-------- RECORD EXCERPTS --------

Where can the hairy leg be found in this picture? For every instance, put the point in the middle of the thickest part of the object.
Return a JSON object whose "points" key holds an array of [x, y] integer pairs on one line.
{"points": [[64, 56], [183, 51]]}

--------
-------- RECORD EXCERPTS --------

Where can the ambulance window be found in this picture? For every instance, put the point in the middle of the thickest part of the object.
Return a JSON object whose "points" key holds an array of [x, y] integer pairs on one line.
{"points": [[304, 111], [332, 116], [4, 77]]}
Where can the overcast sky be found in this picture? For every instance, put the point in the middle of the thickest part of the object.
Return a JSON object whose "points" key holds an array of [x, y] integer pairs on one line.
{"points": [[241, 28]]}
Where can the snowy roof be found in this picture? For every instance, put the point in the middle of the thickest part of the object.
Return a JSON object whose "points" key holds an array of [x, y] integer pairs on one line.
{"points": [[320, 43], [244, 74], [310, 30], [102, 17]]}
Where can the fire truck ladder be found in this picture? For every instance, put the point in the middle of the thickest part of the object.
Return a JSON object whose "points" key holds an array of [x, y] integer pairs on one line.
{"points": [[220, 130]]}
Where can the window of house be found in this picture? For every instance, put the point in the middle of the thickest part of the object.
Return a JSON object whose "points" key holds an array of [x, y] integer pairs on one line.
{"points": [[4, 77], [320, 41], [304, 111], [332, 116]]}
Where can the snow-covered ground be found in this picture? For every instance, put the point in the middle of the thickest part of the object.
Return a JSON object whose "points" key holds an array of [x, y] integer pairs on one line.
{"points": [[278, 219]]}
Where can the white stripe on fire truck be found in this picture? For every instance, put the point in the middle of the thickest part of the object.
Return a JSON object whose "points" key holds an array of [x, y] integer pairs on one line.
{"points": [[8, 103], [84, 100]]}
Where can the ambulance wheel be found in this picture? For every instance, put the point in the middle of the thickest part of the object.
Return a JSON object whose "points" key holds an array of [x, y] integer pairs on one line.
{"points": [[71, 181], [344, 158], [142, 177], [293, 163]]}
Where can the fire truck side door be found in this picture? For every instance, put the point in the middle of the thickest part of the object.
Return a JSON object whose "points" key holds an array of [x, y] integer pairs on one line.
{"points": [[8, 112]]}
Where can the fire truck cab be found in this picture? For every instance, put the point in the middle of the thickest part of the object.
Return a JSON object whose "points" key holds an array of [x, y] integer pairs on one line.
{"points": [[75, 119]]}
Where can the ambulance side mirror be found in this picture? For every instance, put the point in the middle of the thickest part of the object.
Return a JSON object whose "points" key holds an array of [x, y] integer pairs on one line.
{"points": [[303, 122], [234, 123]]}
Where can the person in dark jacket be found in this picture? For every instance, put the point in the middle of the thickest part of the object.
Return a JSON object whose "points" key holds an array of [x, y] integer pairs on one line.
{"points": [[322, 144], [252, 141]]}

--------

Count the lines in the records above that contain the word "side" and give only the number.

2